(Aim of the task): Reproduce the material below, substituting "marker point" for each occurrence of "reference point" and leaving everything else unchanged.

(Entries from a point annotation set):
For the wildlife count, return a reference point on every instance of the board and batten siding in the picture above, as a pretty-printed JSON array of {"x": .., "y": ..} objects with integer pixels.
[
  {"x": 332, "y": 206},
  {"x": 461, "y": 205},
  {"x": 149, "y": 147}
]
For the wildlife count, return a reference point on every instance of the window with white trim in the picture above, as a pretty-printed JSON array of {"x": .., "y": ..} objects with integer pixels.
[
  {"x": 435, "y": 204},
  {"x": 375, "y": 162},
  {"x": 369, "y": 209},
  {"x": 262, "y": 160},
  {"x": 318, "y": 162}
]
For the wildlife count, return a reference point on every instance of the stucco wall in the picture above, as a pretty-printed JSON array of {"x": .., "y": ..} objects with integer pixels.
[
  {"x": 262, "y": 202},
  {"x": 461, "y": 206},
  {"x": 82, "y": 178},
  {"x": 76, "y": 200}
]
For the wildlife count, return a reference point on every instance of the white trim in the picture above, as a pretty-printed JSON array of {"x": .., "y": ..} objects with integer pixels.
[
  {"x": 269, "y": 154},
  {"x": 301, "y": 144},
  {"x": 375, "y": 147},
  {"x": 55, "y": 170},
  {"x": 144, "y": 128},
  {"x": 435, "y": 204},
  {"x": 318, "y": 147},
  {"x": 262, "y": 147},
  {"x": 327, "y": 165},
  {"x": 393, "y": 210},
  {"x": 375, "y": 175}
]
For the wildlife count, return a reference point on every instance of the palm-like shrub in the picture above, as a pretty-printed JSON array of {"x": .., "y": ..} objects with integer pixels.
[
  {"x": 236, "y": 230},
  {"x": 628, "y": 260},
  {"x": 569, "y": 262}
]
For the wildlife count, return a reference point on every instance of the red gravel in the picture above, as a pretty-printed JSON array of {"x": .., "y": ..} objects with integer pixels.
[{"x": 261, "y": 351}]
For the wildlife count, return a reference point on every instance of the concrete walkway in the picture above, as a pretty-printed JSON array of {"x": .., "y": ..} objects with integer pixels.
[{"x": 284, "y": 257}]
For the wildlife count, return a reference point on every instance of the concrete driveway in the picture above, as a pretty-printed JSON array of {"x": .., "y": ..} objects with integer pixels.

(Answer to the problem):
For the wildlife count, return a marker point on every instance of the board and batten siding in the picture above, as a pretty-printed JSON array of {"x": .., "y": ..} objects with integer pixels.
[
  {"x": 332, "y": 206},
  {"x": 461, "y": 205},
  {"x": 149, "y": 147}
]
For the wildlife count, return a marker point on every instance of the window with white trim in the picture above, as a pretty-printed JSON array of {"x": .., "y": ..} objects with integer pixels.
[
  {"x": 435, "y": 204},
  {"x": 375, "y": 162},
  {"x": 369, "y": 209},
  {"x": 262, "y": 160},
  {"x": 318, "y": 162}
]
For the wildlife count, return a marker point on every instance of the stucco wall in the picture above, as a pretty-printed JSON array of {"x": .., "y": ..} objects with integer pixels.
[
  {"x": 262, "y": 202},
  {"x": 461, "y": 206},
  {"x": 82, "y": 178},
  {"x": 76, "y": 200}
]
For the wildlife count, return a marker point on every instance of the white trim in the picture above, as a pretty-printed JSON array of {"x": .., "y": ..} objects with integer pixels.
[
  {"x": 269, "y": 154},
  {"x": 301, "y": 144},
  {"x": 375, "y": 147},
  {"x": 55, "y": 170},
  {"x": 144, "y": 128},
  {"x": 435, "y": 204},
  {"x": 318, "y": 147},
  {"x": 262, "y": 147},
  {"x": 327, "y": 165},
  {"x": 393, "y": 210},
  {"x": 375, "y": 175}
]
For the wildlife count, return a marker point on every instance of the palm-like shrub in the picture above, as a pretty-printed JSON array of {"x": .., "y": ..} objects with integer pixels.
[
  {"x": 236, "y": 230},
  {"x": 628, "y": 260},
  {"x": 569, "y": 262}
]
For the wildlife count, return a marker point on every instance of the red gravel in the picture above, as a pretty-printed JSON array of {"x": .., "y": ..} objects with integer pixels.
[{"x": 261, "y": 351}]
For the wildlife count, return a marker point on every instance of the concrete walkway in the picture above, as a pretty-printed JSON array of {"x": .., "y": ..} objects with integer pixels.
[{"x": 284, "y": 257}]
For the wildlife count, return a marker point on every instance of the concrete driveway in the picture above, as a pretty-printed JSON array of {"x": .., "y": ..} objects with integer pixels.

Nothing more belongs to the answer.